-- Data in this exercise follows --
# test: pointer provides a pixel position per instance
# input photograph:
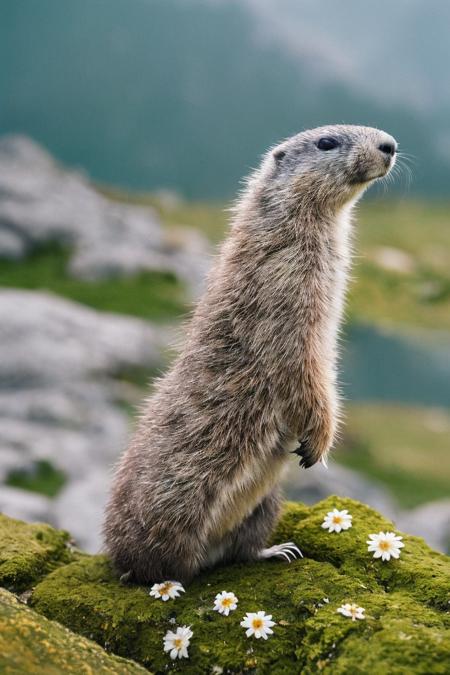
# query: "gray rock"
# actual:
(58, 400)
(430, 521)
(25, 505)
(40, 202)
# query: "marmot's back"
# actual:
(256, 377)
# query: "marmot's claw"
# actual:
(289, 551)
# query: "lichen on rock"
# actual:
(406, 630)
(29, 552)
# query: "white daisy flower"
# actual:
(352, 610)
(385, 545)
(177, 643)
(258, 624)
(225, 602)
(335, 520)
(167, 590)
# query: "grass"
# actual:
(405, 448)
(149, 295)
(41, 477)
(419, 297)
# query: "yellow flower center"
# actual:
(165, 588)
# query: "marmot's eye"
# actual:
(327, 143)
(278, 155)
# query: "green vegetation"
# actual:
(406, 448)
(30, 643)
(29, 552)
(150, 295)
(40, 477)
(418, 296)
(406, 630)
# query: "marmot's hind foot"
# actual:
(289, 551)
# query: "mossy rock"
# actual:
(406, 630)
(29, 552)
(30, 643)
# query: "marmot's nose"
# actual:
(388, 148)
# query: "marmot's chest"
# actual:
(242, 495)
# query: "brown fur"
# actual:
(257, 372)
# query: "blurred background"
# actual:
(125, 128)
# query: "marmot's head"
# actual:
(325, 167)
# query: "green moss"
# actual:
(28, 552)
(41, 477)
(407, 629)
(30, 643)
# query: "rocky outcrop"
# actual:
(59, 393)
(30, 643)
(406, 629)
(40, 202)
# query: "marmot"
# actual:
(256, 376)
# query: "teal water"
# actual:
(380, 366)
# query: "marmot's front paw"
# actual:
(307, 454)
(314, 446)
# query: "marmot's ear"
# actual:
(278, 155)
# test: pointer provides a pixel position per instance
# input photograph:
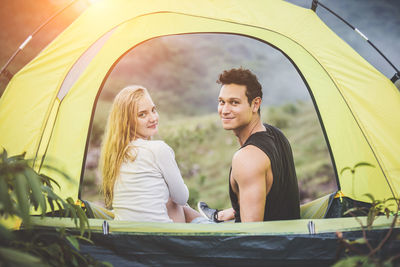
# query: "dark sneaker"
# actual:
(207, 212)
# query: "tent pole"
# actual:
(22, 46)
(315, 3)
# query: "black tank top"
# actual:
(282, 201)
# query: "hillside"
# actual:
(204, 150)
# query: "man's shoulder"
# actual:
(250, 156)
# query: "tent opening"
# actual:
(180, 72)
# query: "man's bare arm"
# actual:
(249, 170)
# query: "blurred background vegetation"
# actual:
(180, 72)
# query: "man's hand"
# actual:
(226, 215)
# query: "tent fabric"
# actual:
(47, 107)
(277, 243)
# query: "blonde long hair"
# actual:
(120, 131)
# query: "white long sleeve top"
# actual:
(144, 186)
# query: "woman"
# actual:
(141, 180)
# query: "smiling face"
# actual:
(147, 118)
(234, 108)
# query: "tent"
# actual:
(47, 108)
(53, 97)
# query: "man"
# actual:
(262, 181)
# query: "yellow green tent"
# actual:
(46, 109)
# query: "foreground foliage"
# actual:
(362, 252)
(22, 190)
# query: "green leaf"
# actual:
(17, 257)
(370, 197)
(73, 241)
(22, 192)
(36, 187)
(5, 198)
(352, 261)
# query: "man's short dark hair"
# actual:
(242, 77)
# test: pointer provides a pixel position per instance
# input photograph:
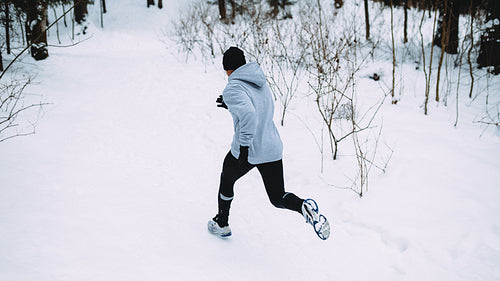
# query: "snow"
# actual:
(121, 178)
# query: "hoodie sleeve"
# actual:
(241, 107)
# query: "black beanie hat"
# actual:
(233, 58)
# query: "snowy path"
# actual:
(121, 178)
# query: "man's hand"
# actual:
(243, 159)
(220, 102)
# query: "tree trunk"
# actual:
(233, 8)
(447, 32)
(7, 26)
(222, 9)
(275, 9)
(367, 20)
(490, 39)
(339, 4)
(80, 11)
(405, 31)
(36, 26)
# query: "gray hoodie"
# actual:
(250, 102)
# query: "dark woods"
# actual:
(447, 32)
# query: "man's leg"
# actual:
(272, 175)
(231, 172)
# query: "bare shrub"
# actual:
(18, 113)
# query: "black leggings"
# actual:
(272, 175)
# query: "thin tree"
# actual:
(222, 9)
(394, 101)
(80, 11)
(405, 27)
(471, 11)
(367, 19)
(7, 21)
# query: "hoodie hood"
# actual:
(250, 73)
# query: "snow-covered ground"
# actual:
-- Data in this exercise concluded --
Exercise objective:
Say how many lines in the data include the string "black", giving the number alone.

Task response:
3